## begin Stored records

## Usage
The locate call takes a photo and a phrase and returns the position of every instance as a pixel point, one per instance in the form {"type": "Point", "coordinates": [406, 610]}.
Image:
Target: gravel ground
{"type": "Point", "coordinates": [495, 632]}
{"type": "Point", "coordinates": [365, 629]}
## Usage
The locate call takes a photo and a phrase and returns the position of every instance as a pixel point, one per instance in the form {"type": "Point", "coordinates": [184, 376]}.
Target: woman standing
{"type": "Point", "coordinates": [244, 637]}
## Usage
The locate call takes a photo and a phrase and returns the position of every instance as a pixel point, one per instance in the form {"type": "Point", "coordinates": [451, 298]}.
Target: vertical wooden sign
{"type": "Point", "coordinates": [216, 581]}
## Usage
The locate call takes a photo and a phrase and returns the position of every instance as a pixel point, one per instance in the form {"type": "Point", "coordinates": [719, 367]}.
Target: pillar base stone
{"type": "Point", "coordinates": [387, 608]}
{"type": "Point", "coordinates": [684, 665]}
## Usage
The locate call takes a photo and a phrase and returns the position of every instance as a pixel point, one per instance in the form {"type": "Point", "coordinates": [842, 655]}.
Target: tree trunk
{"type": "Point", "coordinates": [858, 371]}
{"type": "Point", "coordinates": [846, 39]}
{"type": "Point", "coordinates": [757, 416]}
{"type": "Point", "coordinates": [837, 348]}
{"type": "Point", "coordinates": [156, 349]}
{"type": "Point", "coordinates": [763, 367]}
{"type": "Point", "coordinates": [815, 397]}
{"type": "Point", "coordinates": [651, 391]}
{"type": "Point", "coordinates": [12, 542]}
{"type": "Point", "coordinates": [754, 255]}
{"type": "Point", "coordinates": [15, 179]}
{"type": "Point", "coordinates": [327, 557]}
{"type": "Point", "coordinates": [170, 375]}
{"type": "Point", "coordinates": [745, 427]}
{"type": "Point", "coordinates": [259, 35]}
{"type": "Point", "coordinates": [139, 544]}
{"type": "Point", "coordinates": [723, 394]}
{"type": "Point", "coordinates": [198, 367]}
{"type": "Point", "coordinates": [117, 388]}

## end Stored records

Update the data above by replacing every "locate call" with "lookup call". Leave everything else unchanged.

## Usage
The lookup call takes a photo and a phrase and returns the position of every instance as a pixel point, one per instance in the form {"type": "Point", "coordinates": [406, 610]}.
Image:
Target: gravel ground
{"type": "Point", "coordinates": [495, 632]}
{"type": "Point", "coordinates": [365, 629]}
## Usage
The lookup call takes a photo and a phrase and returns the position of every instance as a pixel point, one per instance in the form {"type": "Point", "coordinates": [184, 376]}.
Target: woman standing
{"type": "Point", "coordinates": [244, 637]}
## Usage
The lookup call takes a photo and a phrase and returns the position of every instance as a pixel point, one per instance in the form {"type": "Point", "coordinates": [451, 298]}.
Target: vertical wooden sign
{"type": "Point", "coordinates": [216, 581]}
## Usage
The lookup call takes a photo and a phrase and returns the position of every instance as a pixel point, one per instance in the form {"type": "Point", "coordinates": [719, 367]}.
Target: pillar base stone
{"type": "Point", "coordinates": [387, 608]}
{"type": "Point", "coordinates": [684, 665]}
## Usage
The lookup call takes a photo and a phrase and returns the position of every instance as a pixel point, one per instance in the form {"type": "Point", "coordinates": [842, 655]}.
Target: tree trunk
{"type": "Point", "coordinates": [858, 371]}
{"type": "Point", "coordinates": [846, 39]}
{"type": "Point", "coordinates": [757, 416]}
{"type": "Point", "coordinates": [837, 348]}
{"type": "Point", "coordinates": [156, 349]}
{"type": "Point", "coordinates": [763, 367]}
{"type": "Point", "coordinates": [815, 397]}
{"type": "Point", "coordinates": [651, 391]}
{"type": "Point", "coordinates": [12, 542]}
{"type": "Point", "coordinates": [754, 255]}
{"type": "Point", "coordinates": [15, 179]}
{"type": "Point", "coordinates": [327, 557]}
{"type": "Point", "coordinates": [170, 375]}
{"type": "Point", "coordinates": [745, 427]}
{"type": "Point", "coordinates": [259, 35]}
{"type": "Point", "coordinates": [139, 544]}
{"type": "Point", "coordinates": [723, 394]}
{"type": "Point", "coordinates": [198, 367]}
{"type": "Point", "coordinates": [117, 388]}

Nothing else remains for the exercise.